### PROBLEM
Turn every line of the listing below into a numbered list. Skip any blank lines and leave the pictures out.

Stored data:
* Begin *
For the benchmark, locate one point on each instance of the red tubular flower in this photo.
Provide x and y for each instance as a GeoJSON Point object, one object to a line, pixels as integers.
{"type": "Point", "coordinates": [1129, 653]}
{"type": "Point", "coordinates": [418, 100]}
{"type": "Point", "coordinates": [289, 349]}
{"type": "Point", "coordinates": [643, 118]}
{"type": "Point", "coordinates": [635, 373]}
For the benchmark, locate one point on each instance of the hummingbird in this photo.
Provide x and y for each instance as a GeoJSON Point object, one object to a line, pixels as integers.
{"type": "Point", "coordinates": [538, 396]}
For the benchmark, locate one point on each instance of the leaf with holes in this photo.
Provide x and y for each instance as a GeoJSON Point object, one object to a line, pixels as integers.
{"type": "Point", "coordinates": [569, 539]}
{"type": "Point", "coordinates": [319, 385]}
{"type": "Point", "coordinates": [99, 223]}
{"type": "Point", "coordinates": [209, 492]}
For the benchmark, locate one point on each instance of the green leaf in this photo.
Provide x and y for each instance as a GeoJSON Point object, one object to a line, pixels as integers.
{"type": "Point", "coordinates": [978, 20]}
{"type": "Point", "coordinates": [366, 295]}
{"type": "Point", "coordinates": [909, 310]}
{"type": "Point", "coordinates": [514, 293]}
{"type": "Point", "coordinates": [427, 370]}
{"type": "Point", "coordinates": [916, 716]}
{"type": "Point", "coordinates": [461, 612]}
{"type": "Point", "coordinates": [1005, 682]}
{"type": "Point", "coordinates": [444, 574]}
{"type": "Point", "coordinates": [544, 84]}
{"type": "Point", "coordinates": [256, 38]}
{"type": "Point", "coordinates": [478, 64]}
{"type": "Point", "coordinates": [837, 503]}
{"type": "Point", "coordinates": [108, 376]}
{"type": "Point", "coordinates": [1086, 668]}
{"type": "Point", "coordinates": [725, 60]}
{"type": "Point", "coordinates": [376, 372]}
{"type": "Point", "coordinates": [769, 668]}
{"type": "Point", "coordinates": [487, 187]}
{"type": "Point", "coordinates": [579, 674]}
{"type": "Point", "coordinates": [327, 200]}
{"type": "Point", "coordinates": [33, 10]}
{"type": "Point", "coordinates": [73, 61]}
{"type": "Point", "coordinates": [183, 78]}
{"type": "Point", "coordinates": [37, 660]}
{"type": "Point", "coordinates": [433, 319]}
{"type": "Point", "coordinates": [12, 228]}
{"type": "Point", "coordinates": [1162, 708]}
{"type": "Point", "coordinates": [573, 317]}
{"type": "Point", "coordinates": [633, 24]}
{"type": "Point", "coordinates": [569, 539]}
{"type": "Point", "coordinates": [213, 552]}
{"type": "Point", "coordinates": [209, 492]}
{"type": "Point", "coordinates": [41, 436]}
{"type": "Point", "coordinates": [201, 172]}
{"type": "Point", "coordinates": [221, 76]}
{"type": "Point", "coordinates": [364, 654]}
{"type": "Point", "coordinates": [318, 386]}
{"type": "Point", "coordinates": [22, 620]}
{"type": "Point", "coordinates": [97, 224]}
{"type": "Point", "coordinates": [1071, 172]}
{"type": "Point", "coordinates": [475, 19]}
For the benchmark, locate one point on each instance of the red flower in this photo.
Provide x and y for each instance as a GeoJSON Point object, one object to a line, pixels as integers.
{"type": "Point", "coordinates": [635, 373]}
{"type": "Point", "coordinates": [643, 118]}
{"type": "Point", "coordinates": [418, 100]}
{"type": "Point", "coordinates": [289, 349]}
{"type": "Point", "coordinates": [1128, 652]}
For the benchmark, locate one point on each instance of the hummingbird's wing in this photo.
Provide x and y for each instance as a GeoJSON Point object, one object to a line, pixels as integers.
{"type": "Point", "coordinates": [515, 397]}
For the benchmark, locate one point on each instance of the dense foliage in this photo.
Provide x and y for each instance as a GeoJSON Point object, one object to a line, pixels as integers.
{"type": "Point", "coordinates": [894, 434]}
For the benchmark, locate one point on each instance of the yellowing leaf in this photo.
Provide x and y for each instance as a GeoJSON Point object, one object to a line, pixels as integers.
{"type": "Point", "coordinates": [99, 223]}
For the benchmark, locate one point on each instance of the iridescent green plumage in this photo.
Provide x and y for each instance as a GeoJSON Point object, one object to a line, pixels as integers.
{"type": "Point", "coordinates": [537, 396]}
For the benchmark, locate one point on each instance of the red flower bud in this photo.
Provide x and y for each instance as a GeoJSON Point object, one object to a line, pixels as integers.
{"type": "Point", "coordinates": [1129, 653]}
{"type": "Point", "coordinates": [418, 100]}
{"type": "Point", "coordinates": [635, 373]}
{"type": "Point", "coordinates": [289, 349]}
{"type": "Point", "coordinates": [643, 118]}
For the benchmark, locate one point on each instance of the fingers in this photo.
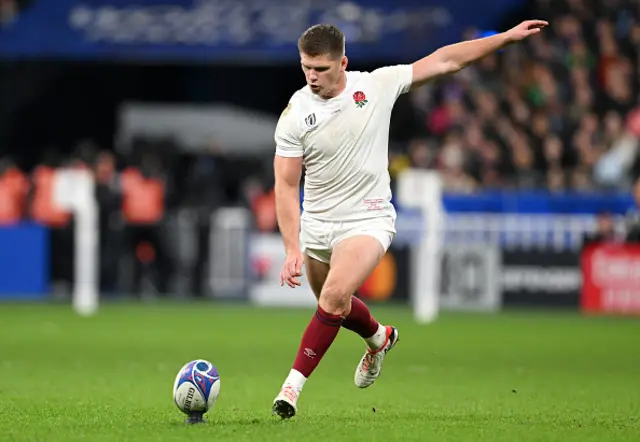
* End *
### TASK RESULT
1. For the benchmark, locate one point on each instance of the red tubular flower in this photo.
2. Provide x and y for each instance as a GeoJSON Point object, one object to a line, pixels as integers.
3. {"type": "Point", "coordinates": [1129, 653]}
4. {"type": "Point", "coordinates": [418, 100]}
5. {"type": "Point", "coordinates": [289, 349]}
6. {"type": "Point", "coordinates": [643, 118]}
7. {"type": "Point", "coordinates": [635, 373]}
8. For the benchmark, locate one point on each instance of the hummingbird in this photo.
9. Provide x and y for each instance as a GeoJSON Point object, one object to a line, pixels as integers.
10. {"type": "Point", "coordinates": [538, 396]}
11. For the benchmark, locate one point on each instance of the leaf with holes in this photo.
12. Provide x and y for each instance as a GeoJSON Point object, one object to a line, pixels as integers.
13. {"type": "Point", "coordinates": [569, 539]}
14. {"type": "Point", "coordinates": [319, 385]}
15. {"type": "Point", "coordinates": [99, 223]}
16. {"type": "Point", "coordinates": [209, 492]}
17. For the benchmark, locate one point on each instance of the green leaf in this photo.
18. Provide x and y for each instance as a GeoJSON Point object, one object to a line, pixels as integers.
19. {"type": "Point", "coordinates": [978, 20]}
20. {"type": "Point", "coordinates": [366, 295]}
21. {"type": "Point", "coordinates": [909, 310]}
22. {"type": "Point", "coordinates": [514, 293]}
23. {"type": "Point", "coordinates": [427, 370]}
24. {"type": "Point", "coordinates": [916, 716]}
25. {"type": "Point", "coordinates": [461, 612]}
26. {"type": "Point", "coordinates": [1005, 682]}
27. {"type": "Point", "coordinates": [444, 574]}
28. {"type": "Point", "coordinates": [544, 84]}
29. {"type": "Point", "coordinates": [256, 38]}
30. {"type": "Point", "coordinates": [478, 64]}
31. {"type": "Point", "coordinates": [837, 503]}
32. {"type": "Point", "coordinates": [108, 376]}
33. {"type": "Point", "coordinates": [1086, 668]}
34. {"type": "Point", "coordinates": [725, 60]}
35. {"type": "Point", "coordinates": [376, 372]}
36. {"type": "Point", "coordinates": [769, 668]}
37. {"type": "Point", "coordinates": [487, 187]}
38. {"type": "Point", "coordinates": [579, 674]}
39. {"type": "Point", "coordinates": [327, 200]}
40. {"type": "Point", "coordinates": [33, 10]}
41. {"type": "Point", "coordinates": [73, 61]}
42. {"type": "Point", "coordinates": [183, 78]}
43. {"type": "Point", "coordinates": [37, 660]}
44. {"type": "Point", "coordinates": [433, 319]}
45. {"type": "Point", "coordinates": [12, 228]}
46. {"type": "Point", "coordinates": [1162, 708]}
47. {"type": "Point", "coordinates": [573, 317]}
48. {"type": "Point", "coordinates": [633, 24]}
49. {"type": "Point", "coordinates": [569, 539]}
50. {"type": "Point", "coordinates": [213, 552]}
51. {"type": "Point", "coordinates": [209, 492]}
52. {"type": "Point", "coordinates": [41, 436]}
53. {"type": "Point", "coordinates": [201, 172]}
54. {"type": "Point", "coordinates": [221, 76]}
55. {"type": "Point", "coordinates": [364, 654]}
56. {"type": "Point", "coordinates": [318, 386]}
57. {"type": "Point", "coordinates": [22, 620]}
58. {"type": "Point", "coordinates": [97, 224]}
59. {"type": "Point", "coordinates": [1071, 172]}
60. {"type": "Point", "coordinates": [475, 19]}
61. For the benchmark, locate one point on each instance of the red flower in this photo.
62. Provide x and y for each instance as a GeoJSON Point object, one object to a line, pixels as integers.
63. {"type": "Point", "coordinates": [635, 373]}
64. {"type": "Point", "coordinates": [643, 118]}
65. {"type": "Point", "coordinates": [418, 100]}
66. {"type": "Point", "coordinates": [289, 349]}
67. {"type": "Point", "coordinates": [1128, 652]}
68. For the benchmark, locate one point on each instance of the hummingbird's wing in this photo.
69. Provide x and y for each instance as a GeoJSON Point object, one object to a line, pixels as integers.
70. {"type": "Point", "coordinates": [515, 397]}
71. For the benchmark, locate one point on each instance of the dense foliage in this photo.
72. Provide x and y for each instance as a GeoJSON Point object, one object to a line, pixels as integers.
73. {"type": "Point", "coordinates": [894, 434]}
74. For the benchmark, locate one point on each instance of the yellowing leaf in this photo.
75. Provide x and y for each instance as a GeoJSON Point object, one object to a line, pixels as integers.
76. {"type": "Point", "coordinates": [99, 223]}
77. For the benchmark, locate one point on each instance of the iridescent green plumage in this photo.
78. Provide x and y for each instance as a GeoJSON Point object, one object to a line, pixels as integers.
79. {"type": "Point", "coordinates": [537, 396]}
80. For the benchmark, locate one point on each instance of the red flower bud in this photo.
81. Provide x and y for each instance as a GeoJSON Point object, one object to a line, pixels as integers.
82. {"type": "Point", "coordinates": [1129, 653]}
83. {"type": "Point", "coordinates": [418, 100]}
84. {"type": "Point", "coordinates": [635, 373]}
85. {"type": "Point", "coordinates": [289, 349]}
86. {"type": "Point", "coordinates": [643, 118]}
87. For the benchmark, locate one point on each instance of the fingers in this photo.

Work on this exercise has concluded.